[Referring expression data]
☆ ☆ ☆ ☆
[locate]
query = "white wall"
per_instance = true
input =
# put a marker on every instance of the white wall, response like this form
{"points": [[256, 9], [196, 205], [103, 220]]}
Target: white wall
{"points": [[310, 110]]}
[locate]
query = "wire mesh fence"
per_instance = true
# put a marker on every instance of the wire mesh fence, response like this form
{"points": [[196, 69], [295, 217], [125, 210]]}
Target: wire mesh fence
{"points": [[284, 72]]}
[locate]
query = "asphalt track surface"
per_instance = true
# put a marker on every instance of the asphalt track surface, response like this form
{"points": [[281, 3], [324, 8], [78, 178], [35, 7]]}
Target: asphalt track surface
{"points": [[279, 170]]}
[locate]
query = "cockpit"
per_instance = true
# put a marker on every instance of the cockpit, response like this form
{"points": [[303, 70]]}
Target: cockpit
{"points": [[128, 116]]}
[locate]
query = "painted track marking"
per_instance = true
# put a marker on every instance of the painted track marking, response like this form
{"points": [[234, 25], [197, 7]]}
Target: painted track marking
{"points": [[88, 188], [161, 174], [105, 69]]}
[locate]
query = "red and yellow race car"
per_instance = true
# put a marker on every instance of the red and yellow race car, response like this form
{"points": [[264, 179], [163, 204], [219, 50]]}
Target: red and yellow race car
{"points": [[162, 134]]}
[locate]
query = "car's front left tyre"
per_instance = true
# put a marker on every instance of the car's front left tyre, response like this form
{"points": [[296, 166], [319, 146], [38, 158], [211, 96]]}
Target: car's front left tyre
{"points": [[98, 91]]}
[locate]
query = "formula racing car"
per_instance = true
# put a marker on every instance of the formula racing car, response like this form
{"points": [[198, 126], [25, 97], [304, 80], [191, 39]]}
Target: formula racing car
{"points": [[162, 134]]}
☆ ☆ ☆ ☆
**TASK REQUIREMENTS:**
All of the records are to be reproduced exactly as they were given.

**EXERCISE RESULT:**
[locate]
query = "white wall"
per_instance = true
input =
# put a marker on every instance of the white wall, response like this form
{"points": [[256, 9], [196, 205], [103, 220]]}
Target: white wall
{"points": [[310, 110]]}
[locate]
query = "wire mesh fence"
per_instance = true
# put a marker on every instance of the wire mesh fence, response like this form
{"points": [[196, 69], [295, 217], [125, 210]]}
Target: wire mesh fence
{"points": [[284, 72]]}
[locate]
query = "asphalt track surface"
per_instance = true
# put a marker on every instance of the asphalt track surface, response like this form
{"points": [[281, 3], [324, 8], [78, 178], [35, 7]]}
Target: asphalt track surface
{"points": [[279, 170]]}
[locate]
query = "cockpit"
per_instance = true
# put a marker on every instance of the cockpit, response like this form
{"points": [[303, 70]]}
Target: cockpit
{"points": [[128, 116]]}
[locate]
query = "painted track marking"
per_instance = true
# put a marker on every instance of the painted track marking, response like this form
{"points": [[234, 25], [197, 7]]}
Target: painted track marking
{"points": [[88, 188], [161, 174], [105, 69]]}
[locate]
query = "red and yellow race car"
per_instance = true
# put a marker on every instance of the red and yellow race car, response like this form
{"points": [[264, 179], [163, 204], [219, 50]]}
Target: red and yellow race car
{"points": [[162, 134]]}
[locate]
query = "car's front left tyre"
per_instance = true
# put a marker on every instance of the car's front left tyre, response like this form
{"points": [[296, 166], [319, 146], [38, 158], [211, 96]]}
Target: car's front left tyre
{"points": [[98, 91]]}
[locate]
query = "formula racing car"
per_instance = true
# put a marker on every instance of the formula racing car, response like this form
{"points": [[198, 126], [25, 97], [304, 80], [191, 39]]}
Target: formula racing car
{"points": [[162, 134]]}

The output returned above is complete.